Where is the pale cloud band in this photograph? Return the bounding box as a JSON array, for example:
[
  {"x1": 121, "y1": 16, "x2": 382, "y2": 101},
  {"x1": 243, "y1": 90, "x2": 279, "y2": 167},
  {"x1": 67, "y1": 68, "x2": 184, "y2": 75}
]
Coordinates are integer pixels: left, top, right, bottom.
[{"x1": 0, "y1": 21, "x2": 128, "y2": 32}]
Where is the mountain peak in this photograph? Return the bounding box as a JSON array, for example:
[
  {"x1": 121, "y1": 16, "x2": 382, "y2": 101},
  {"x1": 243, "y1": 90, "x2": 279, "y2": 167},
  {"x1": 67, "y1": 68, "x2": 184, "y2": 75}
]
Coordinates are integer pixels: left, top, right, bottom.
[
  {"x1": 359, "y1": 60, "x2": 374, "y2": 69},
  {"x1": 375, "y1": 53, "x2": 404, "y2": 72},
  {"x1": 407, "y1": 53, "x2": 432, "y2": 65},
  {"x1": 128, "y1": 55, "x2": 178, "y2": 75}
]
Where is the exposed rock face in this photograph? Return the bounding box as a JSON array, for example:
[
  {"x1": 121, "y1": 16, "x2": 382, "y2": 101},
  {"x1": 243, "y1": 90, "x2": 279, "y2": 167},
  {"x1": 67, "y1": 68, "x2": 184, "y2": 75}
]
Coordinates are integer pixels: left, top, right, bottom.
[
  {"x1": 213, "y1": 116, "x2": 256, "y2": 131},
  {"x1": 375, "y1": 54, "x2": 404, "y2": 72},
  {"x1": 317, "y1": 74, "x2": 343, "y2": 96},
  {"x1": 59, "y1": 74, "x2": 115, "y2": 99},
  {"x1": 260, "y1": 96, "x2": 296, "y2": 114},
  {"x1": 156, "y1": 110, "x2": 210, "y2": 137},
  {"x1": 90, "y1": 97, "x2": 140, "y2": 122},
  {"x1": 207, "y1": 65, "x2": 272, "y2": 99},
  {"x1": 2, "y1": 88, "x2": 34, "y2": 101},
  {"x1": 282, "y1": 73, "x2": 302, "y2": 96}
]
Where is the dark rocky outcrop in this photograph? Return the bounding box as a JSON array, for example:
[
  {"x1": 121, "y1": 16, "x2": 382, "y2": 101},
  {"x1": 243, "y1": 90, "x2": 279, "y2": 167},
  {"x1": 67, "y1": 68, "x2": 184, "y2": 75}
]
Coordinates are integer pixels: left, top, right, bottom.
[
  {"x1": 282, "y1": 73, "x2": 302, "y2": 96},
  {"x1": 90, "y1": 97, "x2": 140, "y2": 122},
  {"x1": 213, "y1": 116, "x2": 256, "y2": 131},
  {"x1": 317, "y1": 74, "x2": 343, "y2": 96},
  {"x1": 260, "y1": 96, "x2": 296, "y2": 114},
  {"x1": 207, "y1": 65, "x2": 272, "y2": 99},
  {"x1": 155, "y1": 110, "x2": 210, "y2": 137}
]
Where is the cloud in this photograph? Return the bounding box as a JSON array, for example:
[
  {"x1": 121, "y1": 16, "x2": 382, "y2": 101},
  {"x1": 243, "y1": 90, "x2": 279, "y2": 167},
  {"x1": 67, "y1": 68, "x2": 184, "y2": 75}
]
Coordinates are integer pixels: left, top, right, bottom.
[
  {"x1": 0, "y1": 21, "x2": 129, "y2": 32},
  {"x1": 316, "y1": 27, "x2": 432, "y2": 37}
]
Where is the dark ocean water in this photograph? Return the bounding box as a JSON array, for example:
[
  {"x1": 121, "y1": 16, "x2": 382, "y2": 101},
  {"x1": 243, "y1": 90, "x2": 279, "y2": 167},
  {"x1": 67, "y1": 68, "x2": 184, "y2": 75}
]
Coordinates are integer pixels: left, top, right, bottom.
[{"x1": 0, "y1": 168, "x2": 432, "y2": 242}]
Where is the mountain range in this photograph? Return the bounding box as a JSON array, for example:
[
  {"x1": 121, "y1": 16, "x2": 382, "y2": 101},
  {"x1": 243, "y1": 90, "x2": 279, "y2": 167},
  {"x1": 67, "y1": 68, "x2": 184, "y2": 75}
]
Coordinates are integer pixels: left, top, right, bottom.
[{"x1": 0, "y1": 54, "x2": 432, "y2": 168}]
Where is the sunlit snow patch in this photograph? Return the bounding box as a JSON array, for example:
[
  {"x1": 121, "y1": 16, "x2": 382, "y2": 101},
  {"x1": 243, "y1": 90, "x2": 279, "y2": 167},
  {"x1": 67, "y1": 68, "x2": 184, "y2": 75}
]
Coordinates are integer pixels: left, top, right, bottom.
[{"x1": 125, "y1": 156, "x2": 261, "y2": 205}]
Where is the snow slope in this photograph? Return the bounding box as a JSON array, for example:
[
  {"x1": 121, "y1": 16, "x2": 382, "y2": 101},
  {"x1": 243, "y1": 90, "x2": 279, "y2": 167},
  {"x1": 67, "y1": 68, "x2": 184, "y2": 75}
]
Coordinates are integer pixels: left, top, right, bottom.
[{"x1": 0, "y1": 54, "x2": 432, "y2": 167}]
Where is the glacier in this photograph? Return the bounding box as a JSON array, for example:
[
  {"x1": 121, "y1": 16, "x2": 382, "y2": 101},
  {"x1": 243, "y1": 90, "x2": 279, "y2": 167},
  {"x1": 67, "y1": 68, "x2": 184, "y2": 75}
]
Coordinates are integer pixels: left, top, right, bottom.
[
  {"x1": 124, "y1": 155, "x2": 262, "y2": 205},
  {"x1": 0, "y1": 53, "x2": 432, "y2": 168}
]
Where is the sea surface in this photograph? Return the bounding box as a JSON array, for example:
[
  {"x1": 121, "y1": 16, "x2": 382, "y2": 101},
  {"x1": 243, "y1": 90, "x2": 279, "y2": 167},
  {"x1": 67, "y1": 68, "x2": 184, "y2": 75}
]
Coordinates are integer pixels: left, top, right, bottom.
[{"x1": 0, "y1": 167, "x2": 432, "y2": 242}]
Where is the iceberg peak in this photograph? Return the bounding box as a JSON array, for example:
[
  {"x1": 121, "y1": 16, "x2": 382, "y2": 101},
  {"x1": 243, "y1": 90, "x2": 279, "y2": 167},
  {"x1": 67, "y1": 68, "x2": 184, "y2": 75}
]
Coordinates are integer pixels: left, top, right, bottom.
---
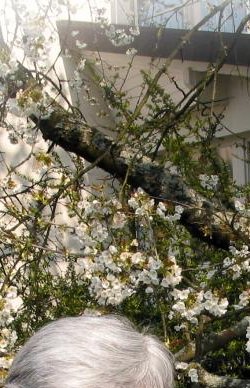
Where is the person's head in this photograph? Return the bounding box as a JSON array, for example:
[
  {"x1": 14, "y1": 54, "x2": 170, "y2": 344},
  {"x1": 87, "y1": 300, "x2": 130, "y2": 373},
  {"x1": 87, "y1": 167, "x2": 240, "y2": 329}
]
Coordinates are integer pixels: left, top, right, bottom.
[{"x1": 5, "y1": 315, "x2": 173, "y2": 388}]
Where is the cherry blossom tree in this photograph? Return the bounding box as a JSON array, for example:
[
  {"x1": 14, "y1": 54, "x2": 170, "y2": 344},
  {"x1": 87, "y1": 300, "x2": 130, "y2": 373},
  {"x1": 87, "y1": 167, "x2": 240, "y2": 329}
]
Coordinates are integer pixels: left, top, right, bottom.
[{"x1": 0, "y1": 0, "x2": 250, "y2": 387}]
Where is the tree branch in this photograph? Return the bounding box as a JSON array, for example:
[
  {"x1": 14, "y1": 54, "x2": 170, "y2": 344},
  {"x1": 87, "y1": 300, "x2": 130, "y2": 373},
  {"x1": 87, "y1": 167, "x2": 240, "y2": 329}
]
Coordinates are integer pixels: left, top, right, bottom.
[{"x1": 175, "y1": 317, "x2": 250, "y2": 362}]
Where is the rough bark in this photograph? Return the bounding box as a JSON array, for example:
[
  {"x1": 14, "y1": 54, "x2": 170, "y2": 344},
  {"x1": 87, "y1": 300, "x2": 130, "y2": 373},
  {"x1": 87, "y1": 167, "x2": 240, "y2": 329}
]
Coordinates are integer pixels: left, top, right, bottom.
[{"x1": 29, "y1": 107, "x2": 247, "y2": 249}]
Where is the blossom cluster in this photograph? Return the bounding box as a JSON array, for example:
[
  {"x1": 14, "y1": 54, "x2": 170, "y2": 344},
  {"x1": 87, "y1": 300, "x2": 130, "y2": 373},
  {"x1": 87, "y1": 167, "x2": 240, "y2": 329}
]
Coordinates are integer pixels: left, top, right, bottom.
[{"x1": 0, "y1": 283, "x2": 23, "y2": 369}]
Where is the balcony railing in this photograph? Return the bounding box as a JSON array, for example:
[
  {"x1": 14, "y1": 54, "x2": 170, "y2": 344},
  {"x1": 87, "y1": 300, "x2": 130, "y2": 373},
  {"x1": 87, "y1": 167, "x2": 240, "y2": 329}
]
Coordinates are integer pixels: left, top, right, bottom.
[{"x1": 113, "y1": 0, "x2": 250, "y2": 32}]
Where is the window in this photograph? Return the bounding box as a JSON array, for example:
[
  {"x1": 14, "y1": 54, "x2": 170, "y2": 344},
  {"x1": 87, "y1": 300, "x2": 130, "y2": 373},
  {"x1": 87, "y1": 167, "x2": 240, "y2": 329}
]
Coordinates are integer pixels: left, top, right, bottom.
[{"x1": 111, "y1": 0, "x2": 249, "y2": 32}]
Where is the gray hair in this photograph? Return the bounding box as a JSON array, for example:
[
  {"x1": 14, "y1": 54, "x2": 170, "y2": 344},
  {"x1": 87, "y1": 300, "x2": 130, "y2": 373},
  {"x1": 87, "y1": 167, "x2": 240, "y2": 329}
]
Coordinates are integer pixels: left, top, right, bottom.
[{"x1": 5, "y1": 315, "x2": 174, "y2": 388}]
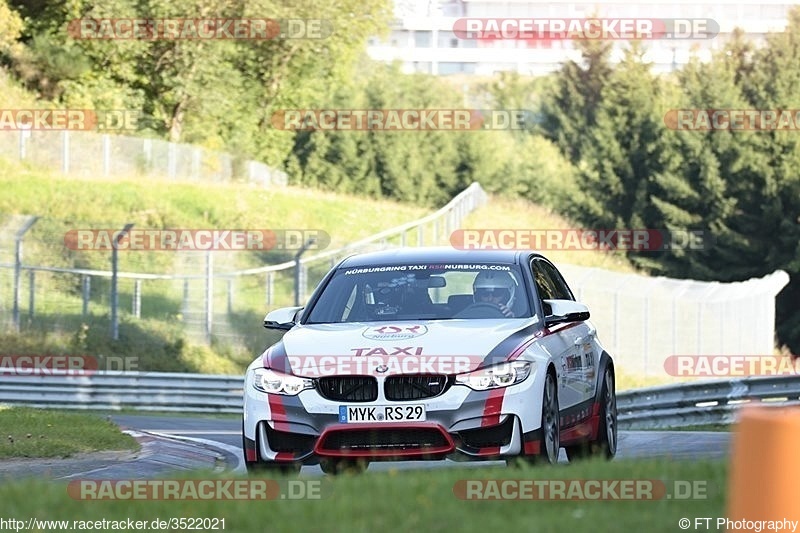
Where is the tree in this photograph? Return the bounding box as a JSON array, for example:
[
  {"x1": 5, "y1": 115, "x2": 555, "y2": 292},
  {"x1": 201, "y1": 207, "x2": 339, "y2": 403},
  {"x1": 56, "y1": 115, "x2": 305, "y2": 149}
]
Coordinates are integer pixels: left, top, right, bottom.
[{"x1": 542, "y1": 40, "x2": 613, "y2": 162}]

§ **Problem to solve**:
Return each line in the entries above that contains the word "mountain", copied in full.

§ **Output of the task**:
Where is the mountain peak in this photograph? Return the bounding box as a JSON array, for example:
Where is the mountain range in this photograph? Return the bounding box as a JSON array, for example:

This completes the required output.